>> BEGIN Supplied data
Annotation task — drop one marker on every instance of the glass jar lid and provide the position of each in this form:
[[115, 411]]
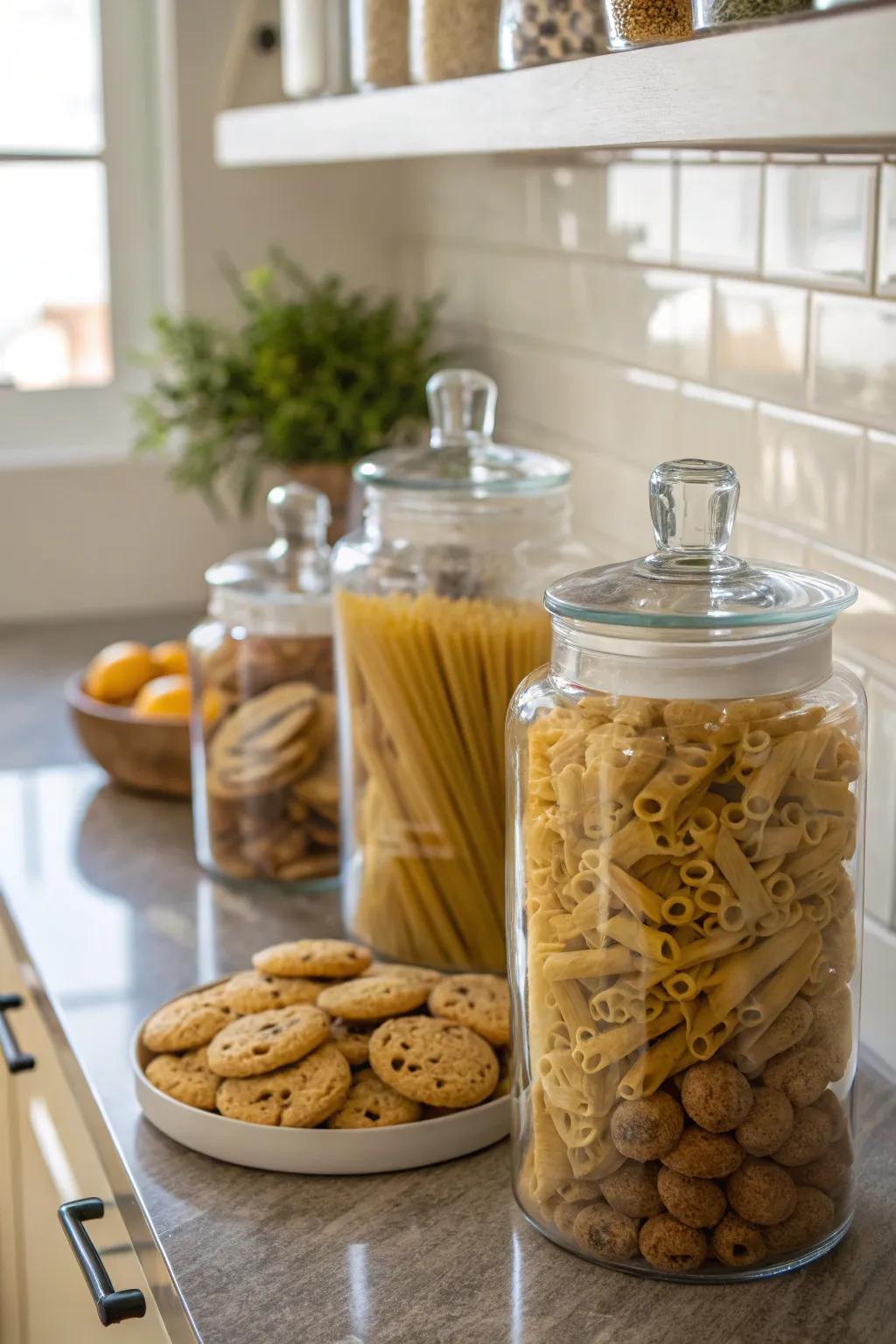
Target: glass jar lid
[[273, 591], [690, 581], [462, 456]]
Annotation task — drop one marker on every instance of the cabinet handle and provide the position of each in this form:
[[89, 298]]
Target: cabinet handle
[[110, 1306], [15, 1058]]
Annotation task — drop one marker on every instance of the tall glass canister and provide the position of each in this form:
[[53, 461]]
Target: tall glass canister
[[438, 616], [685, 882]]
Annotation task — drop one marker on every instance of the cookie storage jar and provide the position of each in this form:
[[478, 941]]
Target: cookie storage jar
[[438, 616], [685, 874], [263, 745]]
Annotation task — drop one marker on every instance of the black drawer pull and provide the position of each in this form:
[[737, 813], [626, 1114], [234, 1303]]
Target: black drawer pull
[[15, 1058], [110, 1306]]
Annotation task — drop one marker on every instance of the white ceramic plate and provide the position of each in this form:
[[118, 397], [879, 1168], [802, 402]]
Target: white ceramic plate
[[318, 1152]]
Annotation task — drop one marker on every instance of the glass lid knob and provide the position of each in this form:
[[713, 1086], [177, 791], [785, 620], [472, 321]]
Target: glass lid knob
[[462, 405], [693, 506]]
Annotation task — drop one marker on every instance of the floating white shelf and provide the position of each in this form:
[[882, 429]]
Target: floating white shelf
[[823, 80]]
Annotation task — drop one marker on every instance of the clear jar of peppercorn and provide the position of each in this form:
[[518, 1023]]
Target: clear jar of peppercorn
[[641, 23]]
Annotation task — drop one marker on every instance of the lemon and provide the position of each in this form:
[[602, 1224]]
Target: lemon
[[118, 672], [167, 695], [170, 657]]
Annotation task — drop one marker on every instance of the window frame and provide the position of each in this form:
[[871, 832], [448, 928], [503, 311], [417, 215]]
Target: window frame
[[95, 421]]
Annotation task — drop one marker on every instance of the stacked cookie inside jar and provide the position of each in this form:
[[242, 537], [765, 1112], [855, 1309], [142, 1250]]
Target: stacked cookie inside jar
[[318, 1035], [688, 848], [265, 769]]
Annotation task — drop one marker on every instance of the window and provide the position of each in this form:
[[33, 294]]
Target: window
[[80, 220]]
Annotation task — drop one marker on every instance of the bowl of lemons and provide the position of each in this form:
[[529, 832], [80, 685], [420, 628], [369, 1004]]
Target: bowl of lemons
[[130, 709]]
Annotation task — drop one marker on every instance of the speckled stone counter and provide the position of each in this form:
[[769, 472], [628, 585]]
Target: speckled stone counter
[[102, 892]]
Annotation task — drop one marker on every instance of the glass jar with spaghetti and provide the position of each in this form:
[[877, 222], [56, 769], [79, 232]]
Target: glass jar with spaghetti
[[263, 742], [685, 857], [438, 611]]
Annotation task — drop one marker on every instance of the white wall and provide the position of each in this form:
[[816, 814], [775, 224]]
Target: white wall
[[100, 536]]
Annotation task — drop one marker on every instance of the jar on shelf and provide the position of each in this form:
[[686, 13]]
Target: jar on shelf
[[315, 50], [720, 14], [535, 32], [687, 863], [438, 616], [379, 42], [452, 40], [263, 729], [642, 23]]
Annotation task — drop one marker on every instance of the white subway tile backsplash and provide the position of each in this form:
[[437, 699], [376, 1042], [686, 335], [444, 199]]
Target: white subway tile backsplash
[[855, 359], [719, 215], [760, 340], [812, 473], [887, 231], [818, 225], [881, 499]]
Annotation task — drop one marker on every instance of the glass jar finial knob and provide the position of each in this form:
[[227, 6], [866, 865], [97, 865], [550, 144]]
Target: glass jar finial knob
[[462, 403], [693, 506]]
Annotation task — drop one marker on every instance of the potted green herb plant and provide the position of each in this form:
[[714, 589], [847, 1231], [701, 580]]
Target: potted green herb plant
[[312, 378]]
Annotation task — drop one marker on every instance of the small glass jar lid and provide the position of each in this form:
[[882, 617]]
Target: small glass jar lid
[[285, 588], [462, 456], [690, 581]]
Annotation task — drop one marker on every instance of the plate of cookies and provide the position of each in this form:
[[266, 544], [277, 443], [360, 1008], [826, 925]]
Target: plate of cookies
[[321, 1060]]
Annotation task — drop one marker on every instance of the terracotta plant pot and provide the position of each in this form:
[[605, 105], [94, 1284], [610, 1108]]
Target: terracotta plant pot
[[335, 480]]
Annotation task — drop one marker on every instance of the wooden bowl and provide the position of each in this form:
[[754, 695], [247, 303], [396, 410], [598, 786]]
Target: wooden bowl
[[148, 754]]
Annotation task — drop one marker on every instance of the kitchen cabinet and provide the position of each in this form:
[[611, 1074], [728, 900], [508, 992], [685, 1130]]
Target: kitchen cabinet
[[47, 1158]]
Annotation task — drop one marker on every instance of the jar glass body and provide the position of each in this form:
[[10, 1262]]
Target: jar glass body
[[379, 40], [642, 23], [535, 34], [263, 752], [722, 14], [684, 913], [449, 42], [438, 617]]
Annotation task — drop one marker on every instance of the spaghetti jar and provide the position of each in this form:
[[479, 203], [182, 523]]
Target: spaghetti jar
[[438, 617], [263, 729], [685, 865]]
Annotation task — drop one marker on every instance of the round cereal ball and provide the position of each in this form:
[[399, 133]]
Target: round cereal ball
[[813, 1218], [692, 1200], [647, 1128], [830, 1103], [633, 1190], [762, 1193], [826, 1173], [802, 1073], [767, 1125], [738, 1243], [808, 1138], [672, 1248], [564, 1215], [717, 1096], [602, 1233], [702, 1153]]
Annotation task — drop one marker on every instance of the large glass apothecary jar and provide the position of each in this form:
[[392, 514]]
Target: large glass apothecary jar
[[263, 742], [685, 877], [438, 617]]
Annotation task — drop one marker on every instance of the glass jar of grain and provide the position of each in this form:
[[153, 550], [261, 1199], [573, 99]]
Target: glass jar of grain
[[453, 39], [379, 32], [685, 878], [641, 23], [535, 32]]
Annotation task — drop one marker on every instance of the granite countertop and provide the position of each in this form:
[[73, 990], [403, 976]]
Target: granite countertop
[[102, 890]]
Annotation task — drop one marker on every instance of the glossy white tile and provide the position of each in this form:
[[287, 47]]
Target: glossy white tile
[[760, 340], [887, 231], [719, 215], [853, 370], [881, 499], [818, 225], [813, 474]]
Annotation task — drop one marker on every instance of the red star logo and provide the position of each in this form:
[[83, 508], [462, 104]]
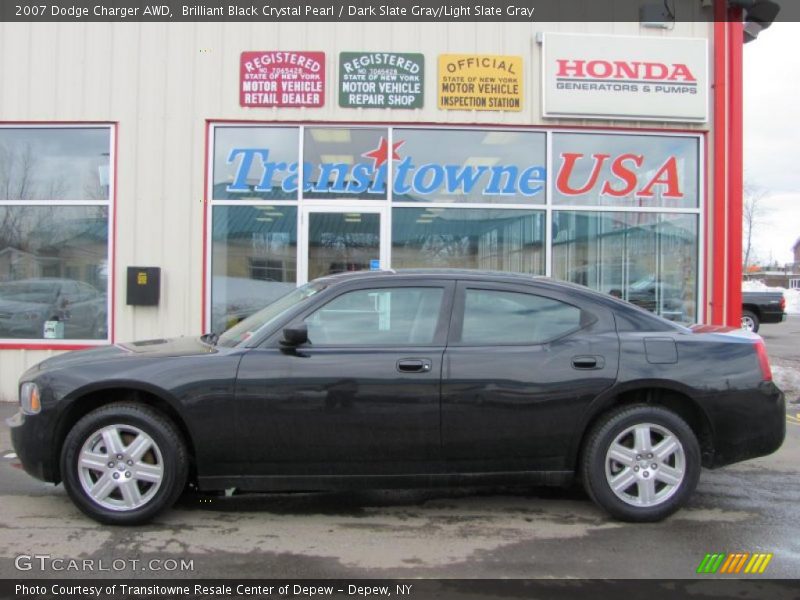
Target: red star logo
[[381, 154]]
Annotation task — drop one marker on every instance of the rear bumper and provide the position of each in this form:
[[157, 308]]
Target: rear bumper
[[754, 429], [32, 449]]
>> END Supplied data
* Exercise *
Copy every line of the listing above verbatim, omitting the pictures.

* The result *
Annotation task — drop one marker on every instance of the glass jar lid and provide the position of each in this form:
[[115, 411]]
Target: glass jar lid
[[273, 591], [690, 581], [462, 456]]
Annotation task — drop one marker on every instance of the cabinet handle and provide the position of each in this form:
[[89, 298]]
Target: cabinet handle
[[110, 1306], [15, 1058]]
Annotation task — drop one marker on every instance of the tall glass canister and provide the position of each in this form:
[[53, 461]]
Target: tall glass canister
[[438, 616], [685, 882]]
Annotation task — drop one marker on every instance of the cookie storage jar and provide the position of each in this form:
[[478, 941]]
Target: cookie storage jar
[[438, 616], [685, 874], [263, 745]]
Annotation task — drop one marker on every instance of the black drawer pull and provide the position of each in this form:
[[737, 813], [626, 1114], [234, 1303]]
Target: black drawer pull
[[15, 1058], [110, 1306]]
Annotation task — drop one marker on every instance of the white ceramic plate and provide the position of each in this form:
[[118, 397], [879, 1168], [802, 402]]
Target: white ceramic plate
[[318, 1152]]
Annotation task — drop one marker on every instance of the glass lid knob and provide the position of each in this form:
[[713, 1086], [177, 791], [785, 620], [472, 321]]
Target: glass lid knob
[[462, 405], [693, 506]]
Annotation task — drop one marker on every instance of the floating white shelf and provide the position of each in this form:
[[882, 429]]
Target: floating white shelf
[[823, 80]]
Annotation task — drop one marker on every instance of the clear jar of peppercorn and provide the position of each in this form:
[[518, 1023]]
Target: clear jar of peppercorn
[[641, 23]]
Annotation task — drop one marker on every instance of the lemon and provide the position of each in this form:
[[602, 1224]]
Target: lemon
[[118, 672], [167, 695], [170, 657]]
Annotation task — drop one marker on every instance of the window frame and provide the position of each in this form:
[[871, 832], [448, 928], [503, 311], [417, 215]]
Target: window frame
[[95, 421]]
Annotation task — drop one marker on every instance of the stacked cookie inside jar and provide the position of each in this form:
[[242, 537], [765, 1112], [855, 1309], [142, 1250]]
Target: stacked cookie inside jar
[[318, 1035], [688, 848], [265, 769]]
Annotation task — drop one marker on every instance of the window and provide the position of each in this form:
[[33, 294]]
Target: window
[[80, 220]]
Annotation task — drop one marker on every instance of the bowl of lemons and provide the position of each in this form:
[[529, 832], [80, 685], [420, 628], [369, 1004]]
Target: bowl of lemons
[[130, 709]]
Annotation task — drop one marker on every instance of the speckled stone counter and provide the position of each in this form:
[[769, 472], [628, 585]]
Target: speckled stone counter
[[102, 892]]
Annotation task — drop one marker on every instance of the glass jar with spaghetti and provide the position of each in this form:
[[877, 222], [56, 769], [79, 232]]
Target: glass jar with spaghetti
[[263, 742], [685, 857], [438, 611]]
Annotation task — drop one marker on every instance of the white wall and provide the position of each in this form:
[[816, 814], [775, 224]]
Target: white wall
[[100, 536]]
Annotation task — drop one marker on every instance of the jar on shelf and provide the position of each in this form:
[[686, 13]]
Target: jar on shelf
[[315, 50], [720, 14], [535, 32], [687, 863], [438, 616], [379, 42], [452, 40], [263, 729], [642, 23]]
Annotation task — drop one marker on every instance of the white subway tile backsplash and provide the position of each in this form:
[[437, 699], [376, 1042], [686, 335], [444, 199]]
Target: white subway tile backsplash
[[855, 359], [719, 215], [760, 340], [812, 473], [887, 231], [818, 225], [881, 499]]
Annotation task — drop one marker on every instance of the glass jar finial knob and provide the position of each in this form:
[[227, 6], [866, 865], [97, 865], [550, 144]]
Target: glass jar finial knob
[[462, 403], [693, 506]]
Annotation task — drop one marker on every instance of the potted green herb plant and provide the position of each in this form:
[[714, 589], [847, 1231], [701, 580]]
Target: potted green herb plant
[[312, 378]]
Annotation task — drop one marker on every instance of the small glass jar lid and provide the position of each in this form:
[[882, 617]]
Target: small glass jar lid
[[285, 588], [462, 456], [690, 581]]
Annotation task — drop one marker on every instance of the plate of cookies and provide the position of each in this form:
[[266, 544], [277, 443], [360, 1008], [826, 925]]
Target: plate of cookies
[[321, 1060]]
Annotation task — drop one marker on every instance of the terracotta plant pot and provide the position of each in this form:
[[605, 105], [94, 1284], [610, 1108]]
Target: terracotta plant pot
[[335, 480]]
Annotation task — drop one marker on every instance of the wooden bowl and provide the position of each in this form:
[[754, 695], [247, 303], [396, 410], [598, 786]]
Target: wooden bowl
[[148, 754]]
Annotation task — drop one marker on every instance of the kitchen cabinet and provide the position of each in this form:
[[611, 1074], [728, 900], [508, 992], [685, 1130]]
Target: kitchen cabinet
[[47, 1158]]
Annotation task — drop one marker on every instance of the jar glass body and provide the position of each in this form:
[[10, 1262]]
Target: jar glass body
[[379, 40], [642, 23], [535, 34], [263, 752], [722, 14], [684, 913], [449, 42], [438, 617]]
Annotation task — drop one marker on every instance of the spaghetti jar and provide the position of each in this form:
[[479, 203], [182, 523]]
Target: spaghetti jar
[[438, 617], [263, 729], [685, 865]]
Annotation task — drop one marker on every instance of the round cereal ball and provide the position of each in this form:
[[399, 133]]
Target: round cereal ball
[[813, 1218], [692, 1200], [647, 1128], [830, 1103], [633, 1190], [762, 1193], [826, 1173], [802, 1073], [767, 1125], [738, 1243], [808, 1138], [672, 1248], [564, 1215], [717, 1096], [602, 1233], [702, 1153]]
Annotation task — drop one marker on every instance of the large glass apothecary jar and provide the position of each in this form:
[[392, 514]]
Target: large glass apothecary jar
[[263, 742], [685, 877], [438, 617]]
Annotation task — drop one marker on every instance of the glass jar of grain and provide the position of each in this form:
[[153, 550], [261, 1199], [573, 99]]
Target: glass jar of grain
[[453, 39], [379, 32], [685, 878], [641, 23], [535, 32]]
Annotation task — drop one marker on every instance of the granite countertop and provide the position of each in this form:
[[73, 990], [403, 976]]
Target: granite countertop
[[102, 890]]
Annotation task — drop one marker on every instance of the glossy white tile and provide the position of each in this form:
[[287, 47]]
Target: glossy white tile
[[760, 340], [887, 231], [719, 215], [853, 370], [881, 499], [818, 225], [813, 474]]
Annotation task — drop one marker on every instance of the red star logo and provide the position of each in this form:
[[83, 508], [462, 104]]
Target: red star logo
[[381, 154]]
Annotation task — drop one marker on every instance of the rear bumper and provide the position of each in this form:
[[157, 308]]
Target: rear bumper
[[754, 429], [32, 449]]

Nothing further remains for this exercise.